Given exercise 1
Rewrite the paragraph of the tax scenario that begins "The couple moved to the UK" as a short bulleted list that keeps its main facts.
Given exercise 2
Update the tax scenario by giving the passage between "for the tax" and "in the year.", inclusive, with "March 2006" changed to "April 2006".
Given exercise 3
Go on with the tax scenario from the point at which it stops.

Text to read
* begin *
4 Assume today’s date is 5 February 2006.Joanne is 37, she was born and until 2005 had liv

4 Assume today’s date is 5 February 2006.

Joanne is 37, she was born and until 2005 had lived all her life in Germany. She recently married Fraser, aged 38,

who is a UK resident, but who worked briefly in Germany. They have no children.

The couple moved to the UK to live permanently on 9 October 2005. Joanne was employed by an American company

in Germany, and she continued to work for them in the UK until the end of November 2005. Her earnings from the

American company were £5,000 per month. Joanne has not remitted any of the income she earned in Germany prior

to her arrival in the UK.

Joanne resigned from her job at the end of November 2005. The company did not hold her to the three months notice

stipulated in her contract, but still paid her for that period. In total, Joanne paid £4,200 in UK income tax under PAYE

for the tax tear 2005/06.

Joanne also wishes to sell the shares she holds in a German listed company. The shareholding cost the equivalent of

£3,500 in September 1986, and its current value is £21,500. She intends to sell the shares in March 2006 and to

invest the proceeds from the sale in the UK. Joanne has made no other capital disposals in the year.
* end *
Dataset content
* begin *
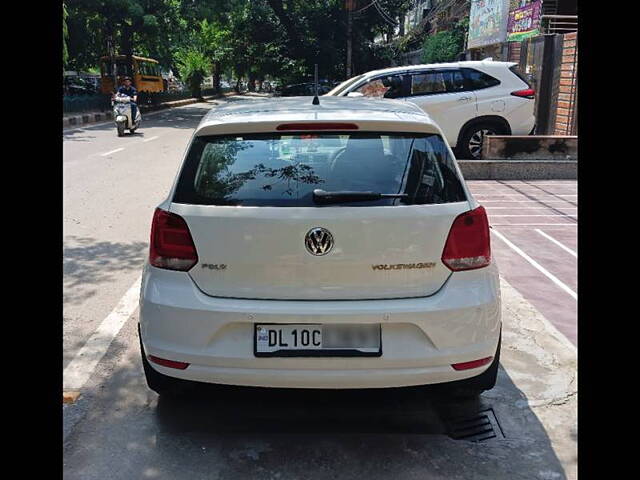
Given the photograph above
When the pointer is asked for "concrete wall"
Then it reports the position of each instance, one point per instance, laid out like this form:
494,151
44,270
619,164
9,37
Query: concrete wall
519,169
567,97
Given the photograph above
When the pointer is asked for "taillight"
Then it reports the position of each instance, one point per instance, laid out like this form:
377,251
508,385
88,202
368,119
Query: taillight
472,364
526,93
468,244
168,363
171,245
317,126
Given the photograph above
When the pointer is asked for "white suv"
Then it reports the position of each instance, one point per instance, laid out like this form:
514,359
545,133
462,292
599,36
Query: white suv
328,246
468,100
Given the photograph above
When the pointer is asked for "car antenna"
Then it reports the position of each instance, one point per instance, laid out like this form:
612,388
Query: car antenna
316,100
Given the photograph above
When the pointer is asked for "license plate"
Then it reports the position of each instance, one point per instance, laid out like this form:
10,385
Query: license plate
317,340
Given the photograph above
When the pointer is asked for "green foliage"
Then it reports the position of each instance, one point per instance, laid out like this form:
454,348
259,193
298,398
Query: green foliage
445,46
193,66
251,39
65,36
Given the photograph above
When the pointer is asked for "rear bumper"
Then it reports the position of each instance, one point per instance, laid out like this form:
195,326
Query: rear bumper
421,337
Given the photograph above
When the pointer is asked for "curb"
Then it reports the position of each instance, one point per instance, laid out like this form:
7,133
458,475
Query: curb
87,118
519,169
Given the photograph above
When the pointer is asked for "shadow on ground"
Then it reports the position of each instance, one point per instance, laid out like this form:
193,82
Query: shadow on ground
240,433
89,263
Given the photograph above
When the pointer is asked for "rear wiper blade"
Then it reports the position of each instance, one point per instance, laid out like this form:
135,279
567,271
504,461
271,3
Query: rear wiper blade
321,196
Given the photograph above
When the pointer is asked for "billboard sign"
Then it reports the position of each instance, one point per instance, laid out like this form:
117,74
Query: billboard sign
524,21
487,22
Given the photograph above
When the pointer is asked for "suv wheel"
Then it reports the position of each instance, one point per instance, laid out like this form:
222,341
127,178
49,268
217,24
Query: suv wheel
473,138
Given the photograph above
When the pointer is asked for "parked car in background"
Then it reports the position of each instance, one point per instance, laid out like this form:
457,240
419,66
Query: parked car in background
335,246
468,100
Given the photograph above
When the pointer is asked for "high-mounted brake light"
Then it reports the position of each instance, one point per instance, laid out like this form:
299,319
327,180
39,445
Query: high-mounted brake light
468,245
472,364
168,363
317,126
171,246
526,93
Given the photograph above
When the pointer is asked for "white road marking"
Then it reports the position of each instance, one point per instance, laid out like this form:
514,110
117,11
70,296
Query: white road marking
474,182
534,224
554,215
530,208
536,265
564,202
520,195
112,151
84,363
564,247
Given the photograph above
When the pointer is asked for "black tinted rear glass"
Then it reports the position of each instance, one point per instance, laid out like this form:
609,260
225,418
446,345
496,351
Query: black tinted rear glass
283,170
478,80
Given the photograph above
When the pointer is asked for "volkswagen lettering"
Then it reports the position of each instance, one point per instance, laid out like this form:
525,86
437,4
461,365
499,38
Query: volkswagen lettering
320,246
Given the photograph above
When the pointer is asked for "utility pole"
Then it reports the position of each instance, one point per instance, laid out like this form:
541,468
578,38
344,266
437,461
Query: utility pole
350,5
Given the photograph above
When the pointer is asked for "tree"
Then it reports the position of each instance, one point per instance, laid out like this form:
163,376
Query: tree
193,66
65,36
447,45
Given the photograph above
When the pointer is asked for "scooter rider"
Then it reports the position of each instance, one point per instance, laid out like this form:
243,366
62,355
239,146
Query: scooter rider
130,91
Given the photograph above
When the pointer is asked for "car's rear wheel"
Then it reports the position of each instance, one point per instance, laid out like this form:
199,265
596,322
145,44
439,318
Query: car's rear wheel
473,138
162,384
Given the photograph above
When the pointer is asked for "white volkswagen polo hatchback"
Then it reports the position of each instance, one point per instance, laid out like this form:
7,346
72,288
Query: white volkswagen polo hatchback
320,246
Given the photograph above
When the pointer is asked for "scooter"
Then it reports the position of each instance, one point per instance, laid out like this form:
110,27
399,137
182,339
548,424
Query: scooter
122,114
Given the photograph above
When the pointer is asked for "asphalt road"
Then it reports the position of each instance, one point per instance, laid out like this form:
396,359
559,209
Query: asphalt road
118,429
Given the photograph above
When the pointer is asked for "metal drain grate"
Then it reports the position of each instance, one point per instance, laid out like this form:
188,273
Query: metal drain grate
477,428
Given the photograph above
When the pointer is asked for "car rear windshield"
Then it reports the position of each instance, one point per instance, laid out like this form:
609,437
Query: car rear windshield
282,170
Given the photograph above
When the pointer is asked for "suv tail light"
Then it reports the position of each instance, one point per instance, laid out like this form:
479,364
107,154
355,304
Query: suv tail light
468,245
171,245
526,93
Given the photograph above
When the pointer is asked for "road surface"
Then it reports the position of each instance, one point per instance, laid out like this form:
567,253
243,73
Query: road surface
118,429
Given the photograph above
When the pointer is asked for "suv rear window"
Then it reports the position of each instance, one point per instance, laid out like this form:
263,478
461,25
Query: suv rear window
478,80
282,170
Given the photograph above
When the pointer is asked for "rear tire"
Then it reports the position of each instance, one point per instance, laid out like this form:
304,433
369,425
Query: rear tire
162,384
470,147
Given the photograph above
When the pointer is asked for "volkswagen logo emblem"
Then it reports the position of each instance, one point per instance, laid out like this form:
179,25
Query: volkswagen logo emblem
318,241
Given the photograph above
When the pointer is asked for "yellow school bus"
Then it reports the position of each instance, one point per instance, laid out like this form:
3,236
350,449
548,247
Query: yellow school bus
145,73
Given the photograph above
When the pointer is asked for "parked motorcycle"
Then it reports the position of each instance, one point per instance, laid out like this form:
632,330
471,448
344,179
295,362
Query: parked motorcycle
122,114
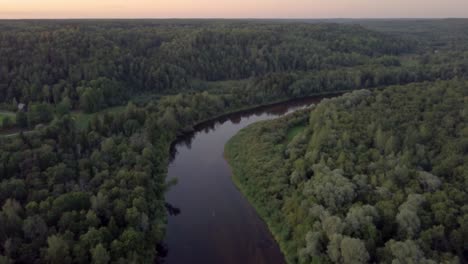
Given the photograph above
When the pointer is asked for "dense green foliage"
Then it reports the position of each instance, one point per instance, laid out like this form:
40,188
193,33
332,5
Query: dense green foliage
374,177
85,182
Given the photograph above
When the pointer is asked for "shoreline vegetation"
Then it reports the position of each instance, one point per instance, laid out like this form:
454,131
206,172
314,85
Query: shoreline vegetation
76,193
366,207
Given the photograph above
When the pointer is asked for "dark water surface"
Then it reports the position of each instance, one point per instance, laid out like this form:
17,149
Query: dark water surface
216,224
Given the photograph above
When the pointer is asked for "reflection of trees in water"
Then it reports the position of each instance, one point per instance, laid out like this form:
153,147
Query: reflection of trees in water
279,109
172,210
162,250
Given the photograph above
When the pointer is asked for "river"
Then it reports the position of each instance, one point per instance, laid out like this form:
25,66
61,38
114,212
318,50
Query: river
215,222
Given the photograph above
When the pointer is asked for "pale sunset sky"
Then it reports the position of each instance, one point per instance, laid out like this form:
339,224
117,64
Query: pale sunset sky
233,8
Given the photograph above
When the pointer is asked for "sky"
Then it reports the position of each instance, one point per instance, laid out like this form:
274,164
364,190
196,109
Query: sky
13,9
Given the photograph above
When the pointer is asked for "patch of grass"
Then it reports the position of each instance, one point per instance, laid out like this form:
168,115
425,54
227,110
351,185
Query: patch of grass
294,131
5,114
82,119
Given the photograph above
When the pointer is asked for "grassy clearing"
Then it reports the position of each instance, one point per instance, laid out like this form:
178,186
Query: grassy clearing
5,114
294,131
82,119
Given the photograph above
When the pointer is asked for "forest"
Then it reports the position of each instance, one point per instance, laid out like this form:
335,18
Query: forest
338,183
89,109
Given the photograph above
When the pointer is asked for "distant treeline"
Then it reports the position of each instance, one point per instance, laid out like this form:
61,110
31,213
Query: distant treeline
368,177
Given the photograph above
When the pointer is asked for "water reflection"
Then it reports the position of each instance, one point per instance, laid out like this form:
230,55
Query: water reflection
217,224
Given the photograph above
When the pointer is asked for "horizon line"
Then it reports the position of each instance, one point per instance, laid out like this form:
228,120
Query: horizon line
233,18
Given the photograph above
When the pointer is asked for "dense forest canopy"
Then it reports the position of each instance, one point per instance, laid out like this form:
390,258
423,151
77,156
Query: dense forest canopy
83,181
354,187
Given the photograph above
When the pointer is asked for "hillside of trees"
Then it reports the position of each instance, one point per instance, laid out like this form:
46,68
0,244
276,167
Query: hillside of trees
75,192
371,176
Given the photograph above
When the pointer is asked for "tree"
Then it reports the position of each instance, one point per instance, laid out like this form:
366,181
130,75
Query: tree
100,255
64,107
21,119
58,250
353,251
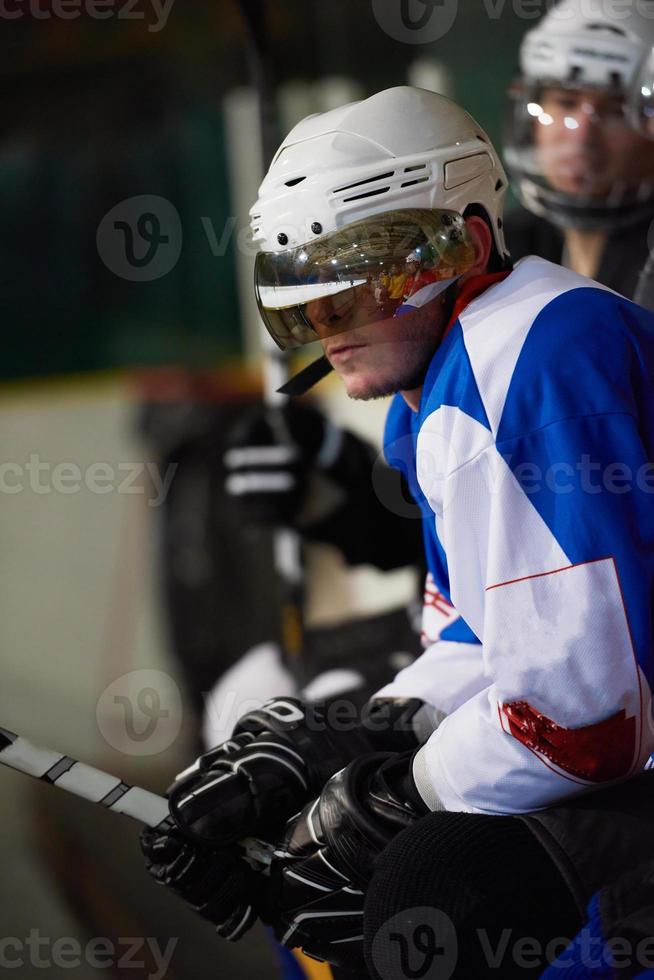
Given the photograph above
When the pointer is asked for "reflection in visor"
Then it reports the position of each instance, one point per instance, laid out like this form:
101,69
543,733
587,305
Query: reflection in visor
572,156
373,270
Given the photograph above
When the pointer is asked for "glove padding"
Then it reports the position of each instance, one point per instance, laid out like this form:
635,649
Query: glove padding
270,454
216,883
278,758
320,873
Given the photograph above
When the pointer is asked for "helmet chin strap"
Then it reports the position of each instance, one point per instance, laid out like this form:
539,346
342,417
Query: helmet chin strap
306,378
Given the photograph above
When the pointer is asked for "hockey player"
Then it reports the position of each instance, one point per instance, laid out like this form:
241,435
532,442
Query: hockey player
577,145
522,423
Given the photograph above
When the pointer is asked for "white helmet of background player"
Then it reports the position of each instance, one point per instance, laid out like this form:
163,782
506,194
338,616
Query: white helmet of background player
351,193
574,145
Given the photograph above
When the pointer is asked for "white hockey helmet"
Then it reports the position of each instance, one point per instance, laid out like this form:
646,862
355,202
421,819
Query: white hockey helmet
582,45
352,192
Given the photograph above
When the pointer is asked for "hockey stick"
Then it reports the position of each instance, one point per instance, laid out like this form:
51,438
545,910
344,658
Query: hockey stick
100,787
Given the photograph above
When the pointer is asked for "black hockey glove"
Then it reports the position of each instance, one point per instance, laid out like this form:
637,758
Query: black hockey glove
278,758
216,883
320,874
269,459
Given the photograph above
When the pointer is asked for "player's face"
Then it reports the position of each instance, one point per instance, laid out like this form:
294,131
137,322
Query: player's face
375,359
585,144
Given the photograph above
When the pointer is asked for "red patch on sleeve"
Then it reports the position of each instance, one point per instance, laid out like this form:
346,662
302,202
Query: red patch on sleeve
597,753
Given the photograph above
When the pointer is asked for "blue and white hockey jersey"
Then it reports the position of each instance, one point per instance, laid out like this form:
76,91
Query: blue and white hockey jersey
532,459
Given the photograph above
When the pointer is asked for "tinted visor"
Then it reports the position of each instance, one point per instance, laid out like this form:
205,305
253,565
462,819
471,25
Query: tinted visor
375,269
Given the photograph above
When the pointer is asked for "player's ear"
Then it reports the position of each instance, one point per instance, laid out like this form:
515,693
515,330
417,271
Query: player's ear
483,242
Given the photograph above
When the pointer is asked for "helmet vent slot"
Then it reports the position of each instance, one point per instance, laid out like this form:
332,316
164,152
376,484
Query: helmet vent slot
418,180
360,183
359,197
611,28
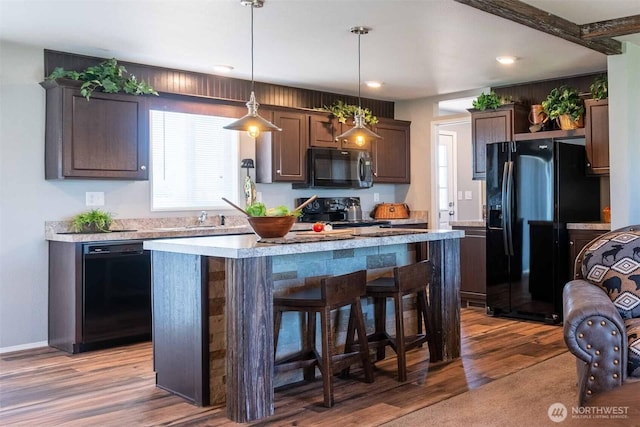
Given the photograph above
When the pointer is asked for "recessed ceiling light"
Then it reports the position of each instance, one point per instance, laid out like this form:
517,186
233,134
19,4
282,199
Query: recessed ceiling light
506,60
222,68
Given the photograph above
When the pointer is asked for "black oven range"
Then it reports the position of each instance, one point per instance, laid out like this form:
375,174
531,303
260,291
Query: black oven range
334,210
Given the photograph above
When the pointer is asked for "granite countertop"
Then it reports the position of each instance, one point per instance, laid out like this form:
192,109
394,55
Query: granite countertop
162,228
468,223
249,246
604,226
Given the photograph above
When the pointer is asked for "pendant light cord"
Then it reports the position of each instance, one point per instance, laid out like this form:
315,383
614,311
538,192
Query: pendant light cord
252,83
359,84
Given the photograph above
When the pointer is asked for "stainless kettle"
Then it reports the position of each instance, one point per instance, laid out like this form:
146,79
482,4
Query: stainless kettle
354,212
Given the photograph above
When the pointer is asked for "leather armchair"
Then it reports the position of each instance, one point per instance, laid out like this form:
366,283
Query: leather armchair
599,311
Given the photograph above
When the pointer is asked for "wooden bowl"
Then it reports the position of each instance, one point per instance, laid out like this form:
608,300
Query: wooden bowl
271,226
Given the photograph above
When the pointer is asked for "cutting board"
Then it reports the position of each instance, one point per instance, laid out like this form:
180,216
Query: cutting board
325,233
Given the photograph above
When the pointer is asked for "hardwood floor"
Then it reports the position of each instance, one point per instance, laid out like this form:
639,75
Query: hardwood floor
116,387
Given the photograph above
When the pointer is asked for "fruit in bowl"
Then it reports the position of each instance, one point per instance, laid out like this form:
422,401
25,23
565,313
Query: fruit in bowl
272,222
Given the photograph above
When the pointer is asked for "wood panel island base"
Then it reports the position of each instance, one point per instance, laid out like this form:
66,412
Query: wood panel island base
213,305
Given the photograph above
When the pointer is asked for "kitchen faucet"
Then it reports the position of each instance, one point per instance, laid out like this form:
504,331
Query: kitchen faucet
202,218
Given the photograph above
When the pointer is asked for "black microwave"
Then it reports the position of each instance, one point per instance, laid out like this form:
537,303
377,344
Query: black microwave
328,167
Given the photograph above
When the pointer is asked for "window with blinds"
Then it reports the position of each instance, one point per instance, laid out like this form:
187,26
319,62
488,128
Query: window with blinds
194,161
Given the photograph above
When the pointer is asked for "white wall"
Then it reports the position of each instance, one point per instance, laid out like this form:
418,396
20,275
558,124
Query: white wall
422,112
624,136
467,209
27,200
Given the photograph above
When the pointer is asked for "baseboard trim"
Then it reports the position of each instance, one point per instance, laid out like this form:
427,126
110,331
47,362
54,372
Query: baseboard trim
21,347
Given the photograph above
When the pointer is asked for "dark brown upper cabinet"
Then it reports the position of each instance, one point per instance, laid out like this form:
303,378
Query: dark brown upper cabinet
105,137
391,154
597,136
494,126
325,129
281,156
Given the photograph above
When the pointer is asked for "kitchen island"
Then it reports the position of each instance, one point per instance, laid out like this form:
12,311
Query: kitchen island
213,304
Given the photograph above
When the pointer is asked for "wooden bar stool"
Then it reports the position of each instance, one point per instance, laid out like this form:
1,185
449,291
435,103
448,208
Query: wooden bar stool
406,280
333,293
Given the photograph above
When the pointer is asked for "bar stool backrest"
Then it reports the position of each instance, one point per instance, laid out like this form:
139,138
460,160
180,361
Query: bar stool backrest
342,290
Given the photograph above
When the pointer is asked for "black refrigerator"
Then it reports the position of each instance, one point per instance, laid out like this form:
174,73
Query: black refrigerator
534,188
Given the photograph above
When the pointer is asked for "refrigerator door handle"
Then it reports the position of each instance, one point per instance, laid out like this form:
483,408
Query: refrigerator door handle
509,203
505,207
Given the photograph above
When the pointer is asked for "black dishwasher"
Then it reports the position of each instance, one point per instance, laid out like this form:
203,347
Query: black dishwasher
117,294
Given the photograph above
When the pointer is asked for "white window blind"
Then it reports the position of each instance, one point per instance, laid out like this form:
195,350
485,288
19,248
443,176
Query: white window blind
194,161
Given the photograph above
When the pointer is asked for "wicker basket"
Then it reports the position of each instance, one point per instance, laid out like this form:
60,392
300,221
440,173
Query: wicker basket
391,211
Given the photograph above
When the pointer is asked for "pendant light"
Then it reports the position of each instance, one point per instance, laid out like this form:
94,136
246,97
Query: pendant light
252,123
359,133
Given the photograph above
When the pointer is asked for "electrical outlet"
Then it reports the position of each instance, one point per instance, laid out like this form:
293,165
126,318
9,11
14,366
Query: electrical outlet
94,198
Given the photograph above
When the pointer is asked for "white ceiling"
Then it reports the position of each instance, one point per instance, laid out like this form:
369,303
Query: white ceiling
417,48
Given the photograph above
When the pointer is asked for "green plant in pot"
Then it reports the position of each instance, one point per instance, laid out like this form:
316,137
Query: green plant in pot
94,220
599,89
107,76
564,104
343,111
489,100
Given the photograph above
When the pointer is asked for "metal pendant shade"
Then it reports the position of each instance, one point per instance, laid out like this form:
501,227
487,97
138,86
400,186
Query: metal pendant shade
359,133
252,123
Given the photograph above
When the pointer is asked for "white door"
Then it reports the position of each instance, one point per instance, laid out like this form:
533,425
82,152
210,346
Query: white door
445,178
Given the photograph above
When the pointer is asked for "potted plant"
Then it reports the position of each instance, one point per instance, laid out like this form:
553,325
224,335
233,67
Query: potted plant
107,76
564,105
490,100
343,111
95,220
599,89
* end *
Response 1
- The couple moved to the UK permanently on 9 October 2005.
- Joanne worked in Germany for an American company and kept working for it in the UK until the end of November 2005.
- She earned £5,000 per month from that company.
- She has not remitted any of the income she earned in Germany before arriving in the UK.

Response 2
for the tax tear 2005/06.

Joanne also wishes to sell the shares she holds in a German listed company. The shareholding cost the equivalent of

£3,500 in September 1986, and its current value is £21,500. She intends to sell the shares in April 2006 and to

invest the proceeds from the sale in the UK. Joanne has made no other capital disposals in the year.

Response 3
Prior to her leaving employment, Joanne investigated the possibility of starting her own business providing a German

translation service for UK companies, and took some advice on the matter. She paid consultancy fees of £5,000

(excluding value added tax (VAT)) and bought a computer for £2,000 (excluding VAT), both on 23 October 2005.

Joanne started trading on 1 December 2005. She made sales of £2,000 in December, and estimates that her sales

will rise by £1,000 every month to a maximum of £7,000 per month. Joanne believes that her monthly expenses of

£400 (excluding VAT) will remain constant. Her year end will be 31 March, and the first accounts will be drawn up

to 31 March 2006.

Although Joanne has registered her business for tax purposes with the Revenue, she has not registered for VAT and

is unsure what is required of her in this respect.

Required:

(a) State, giving reasons, whether Joanne will be treated as resident or non-resident in the UK for the year of

assessment 2005/06, together with the basis on which her income and gains of that year will be subject to

UK taxation. (3 marks)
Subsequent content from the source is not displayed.